— Start of Records to process —

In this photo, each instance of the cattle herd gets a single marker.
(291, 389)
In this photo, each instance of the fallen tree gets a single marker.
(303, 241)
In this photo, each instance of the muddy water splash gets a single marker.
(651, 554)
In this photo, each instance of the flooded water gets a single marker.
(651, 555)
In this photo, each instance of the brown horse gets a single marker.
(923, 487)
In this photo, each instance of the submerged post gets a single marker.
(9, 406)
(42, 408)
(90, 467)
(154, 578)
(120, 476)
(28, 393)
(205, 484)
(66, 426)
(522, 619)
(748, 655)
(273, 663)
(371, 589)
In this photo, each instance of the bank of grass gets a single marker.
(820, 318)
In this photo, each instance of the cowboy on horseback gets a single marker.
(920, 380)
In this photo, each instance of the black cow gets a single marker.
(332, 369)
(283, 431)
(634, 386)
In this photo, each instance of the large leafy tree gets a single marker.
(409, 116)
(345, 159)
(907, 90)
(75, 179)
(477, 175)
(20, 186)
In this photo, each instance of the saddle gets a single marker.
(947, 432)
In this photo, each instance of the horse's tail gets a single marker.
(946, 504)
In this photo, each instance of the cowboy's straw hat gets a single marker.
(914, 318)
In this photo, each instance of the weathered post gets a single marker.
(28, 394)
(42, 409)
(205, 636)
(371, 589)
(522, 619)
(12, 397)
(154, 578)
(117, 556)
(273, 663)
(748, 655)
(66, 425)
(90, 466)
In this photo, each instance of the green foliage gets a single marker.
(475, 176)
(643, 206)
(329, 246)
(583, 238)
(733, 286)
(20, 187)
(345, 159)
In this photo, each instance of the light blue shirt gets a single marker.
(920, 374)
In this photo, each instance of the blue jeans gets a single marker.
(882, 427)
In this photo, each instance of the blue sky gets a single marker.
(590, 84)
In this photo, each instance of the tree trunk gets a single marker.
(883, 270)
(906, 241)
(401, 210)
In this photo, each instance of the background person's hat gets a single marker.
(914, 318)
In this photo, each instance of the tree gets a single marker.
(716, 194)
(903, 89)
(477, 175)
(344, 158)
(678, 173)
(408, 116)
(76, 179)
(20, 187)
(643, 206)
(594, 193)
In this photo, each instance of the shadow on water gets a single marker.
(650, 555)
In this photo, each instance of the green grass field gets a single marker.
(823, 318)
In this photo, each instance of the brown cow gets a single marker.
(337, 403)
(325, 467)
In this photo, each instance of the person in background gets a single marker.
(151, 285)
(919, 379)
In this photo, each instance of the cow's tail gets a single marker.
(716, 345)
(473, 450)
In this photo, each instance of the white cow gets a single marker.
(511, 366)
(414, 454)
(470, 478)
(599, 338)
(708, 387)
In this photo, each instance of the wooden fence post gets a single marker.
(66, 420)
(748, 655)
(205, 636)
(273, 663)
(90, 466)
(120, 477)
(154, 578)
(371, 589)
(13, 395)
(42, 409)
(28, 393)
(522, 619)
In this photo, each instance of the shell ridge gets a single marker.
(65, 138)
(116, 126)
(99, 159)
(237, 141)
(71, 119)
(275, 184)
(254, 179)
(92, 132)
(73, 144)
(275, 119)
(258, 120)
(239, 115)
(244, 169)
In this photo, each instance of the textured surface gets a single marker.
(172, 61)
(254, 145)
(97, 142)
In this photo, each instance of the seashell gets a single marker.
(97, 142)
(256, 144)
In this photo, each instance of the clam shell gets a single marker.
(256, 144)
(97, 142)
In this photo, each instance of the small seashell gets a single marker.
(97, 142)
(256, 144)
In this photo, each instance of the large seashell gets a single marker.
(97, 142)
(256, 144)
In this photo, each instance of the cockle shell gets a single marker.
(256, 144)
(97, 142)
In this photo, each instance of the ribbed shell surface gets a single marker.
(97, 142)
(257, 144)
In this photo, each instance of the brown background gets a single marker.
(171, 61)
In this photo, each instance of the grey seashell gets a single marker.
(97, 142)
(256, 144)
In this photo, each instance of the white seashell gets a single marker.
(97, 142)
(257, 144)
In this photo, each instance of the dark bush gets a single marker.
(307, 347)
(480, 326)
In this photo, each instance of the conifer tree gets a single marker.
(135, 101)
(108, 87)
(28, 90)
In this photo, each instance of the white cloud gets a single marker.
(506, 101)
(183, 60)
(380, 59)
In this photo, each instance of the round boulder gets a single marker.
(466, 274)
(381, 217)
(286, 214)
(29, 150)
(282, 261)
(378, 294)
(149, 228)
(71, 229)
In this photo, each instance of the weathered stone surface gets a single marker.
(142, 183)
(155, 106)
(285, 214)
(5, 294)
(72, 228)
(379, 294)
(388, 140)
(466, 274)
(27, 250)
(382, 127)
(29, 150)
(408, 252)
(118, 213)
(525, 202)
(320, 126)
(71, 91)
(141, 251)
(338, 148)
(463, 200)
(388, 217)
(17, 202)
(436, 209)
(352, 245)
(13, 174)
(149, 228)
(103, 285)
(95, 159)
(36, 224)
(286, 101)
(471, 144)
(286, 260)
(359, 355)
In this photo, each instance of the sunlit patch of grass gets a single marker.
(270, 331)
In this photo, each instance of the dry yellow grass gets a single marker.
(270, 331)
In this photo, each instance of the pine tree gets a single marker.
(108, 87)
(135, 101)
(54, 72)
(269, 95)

— End of Records to process —

Rewrite all of the entries above, changing "a single marker" to "one marker" wherever it occurs and leaving everything else the same.

## [Correct answer]
In this photo, each instance of the cattle herd gets one marker.
(291, 389)
In this photo, each instance of the fallen tree gets one marker.
(303, 241)
In this photo, each instance of the muddy water splash gets one marker.
(651, 554)
In this photo, each instance of the flooded water gets one marker.
(651, 555)
In this photo, each instance of the brown horse gets one marker.
(923, 487)
In this photo, each instance of the submerged post gets one marker.
(9, 406)
(42, 408)
(90, 467)
(154, 578)
(120, 476)
(28, 393)
(205, 484)
(66, 426)
(522, 619)
(748, 655)
(273, 663)
(371, 589)
In this photo, each instance of the bank of grass gets one marker.
(820, 318)
In this photo, each instance of the cowboy on horseback gets one marker.
(920, 380)
In this photo, each instance of the black cow gets one marker.
(332, 369)
(283, 431)
(634, 386)
In this photo, each instance of the large leafy tree gets one marker.
(409, 116)
(345, 159)
(907, 90)
(75, 179)
(477, 175)
(20, 186)
In this photo, each instance of the saddle gets one marker.
(947, 432)
In this photo, each instance of the horse's tail gets one marker.
(946, 504)
In this photo, each instance of the cowboy's straw hat gets one marker.
(914, 318)
In this photo, each instance of the weathered post gets one marker.
(28, 394)
(42, 409)
(205, 636)
(371, 589)
(522, 619)
(12, 397)
(154, 578)
(117, 556)
(273, 663)
(748, 655)
(66, 425)
(90, 466)
In this photo, each instance of the green foliage gets one marker.
(475, 176)
(643, 206)
(329, 246)
(583, 238)
(733, 286)
(20, 187)
(345, 159)
In this photo, each instance of the light blue shirt gets one marker.
(920, 374)
In this photo, each instance of the blue jeans gets one marker.
(882, 427)
In this photo, each instance of the blue sky gets one marker.
(590, 84)
In this photo, each instance of the tree trunk gets one marker.
(883, 270)
(906, 241)
(401, 210)
In this photo, each instance of the background person's hat gets one marker.
(914, 318)
In this photo, each instance of the tree gets one marker.
(716, 194)
(903, 89)
(477, 175)
(344, 158)
(678, 173)
(408, 116)
(76, 179)
(20, 187)
(643, 206)
(594, 193)
In this photo, each instance of the shadow on water gets one marker.
(650, 555)
In this photo, each instance of the green grass field gets one marker.
(823, 318)
In this photo, each instance of the brown cow gets one marker.
(337, 403)
(325, 467)
In this photo, each instance of the person in background gets one marker.
(151, 285)
(919, 379)
In this photo, each instance of the cow's tail gets one marker.
(716, 345)
(473, 450)
In this photo, each instance of the white cow gets one marker.
(511, 366)
(414, 454)
(470, 478)
(599, 338)
(708, 387)
In this photo, each instance of the wooden fence post gets one marker.
(66, 420)
(748, 655)
(205, 636)
(273, 663)
(90, 466)
(120, 477)
(154, 578)
(371, 589)
(13, 395)
(42, 409)
(28, 393)
(522, 619)
In this photo, each instance of the shell ridge gets one marker.
(65, 138)
(116, 126)
(99, 159)
(237, 141)
(71, 119)
(275, 184)
(254, 179)
(92, 132)
(73, 144)
(275, 119)
(258, 120)
(239, 115)
(244, 169)
In this photo, each instance of the textured surface gets one marker.
(172, 61)
(254, 145)
(97, 142)
In this photo, each instance of the seashell gets one marker.
(97, 142)
(256, 144)
In this photo, each instance of the clam shell gets one marker.
(256, 144)
(97, 142)
In this photo, each instance of the small seashell gets one marker.
(97, 142)
(256, 144)
In this photo, each instance of the large seashell gets one marker.
(97, 142)
(256, 144)
In this photo, each instance of the cockle shell gets one marker.
(256, 144)
(97, 142)
In this photo, each instance of the ribbed shell surface gets one marker.
(97, 142)
(257, 144)
In this photo, each instance of the brown background gets one marker.
(171, 61)
In this photo, each instance of the grey seashell gets one marker.
(97, 142)
(256, 144)
In this photo, each instance of the white seashell gets one marker.
(97, 142)
(257, 144)
In this photo, each instance of the dark bush gets one marker.
(307, 347)
(480, 326)
In this photo, each instance of the conifer tree gets one marker.
(135, 101)
(108, 87)
(28, 90)
In this photo, each instance of the white cloud gets one marker.
(506, 101)
(183, 60)
(380, 59)
In this photo, each instance of the round boulder gets one marker.
(466, 274)
(381, 217)
(286, 214)
(29, 150)
(282, 261)
(378, 294)
(149, 228)
(71, 229)
In this photo, each instance of the weathered stone surface gets one marker.
(142, 183)
(155, 106)
(285, 214)
(5, 294)
(72, 228)
(379, 294)
(388, 140)
(466, 274)
(27, 250)
(382, 127)
(29, 150)
(408, 252)
(118, 213)
(525, 202)
(320, 126)
(71, 91)
(141, 251)
(338, 148)
(463, 200)
(388, 217)
(17, 202)
(436, 209)
(352, 245)
(13, 174)
(149, 228)
(103, 285)
(95, 159)
(36, 224)
(286, 101)
(471, 144)
(286, 260)
(359, 355)
In this photo, each instance of the sunlit patch of grass gets one marker.
(270, 331)
In this photo, each instance of the dry yellow grass gets one marker.
(270, 331)
In this photo, each instance of the pine tree gets one marker.
(108, 87)
(135, 101)
(54, 72)
(269, 95)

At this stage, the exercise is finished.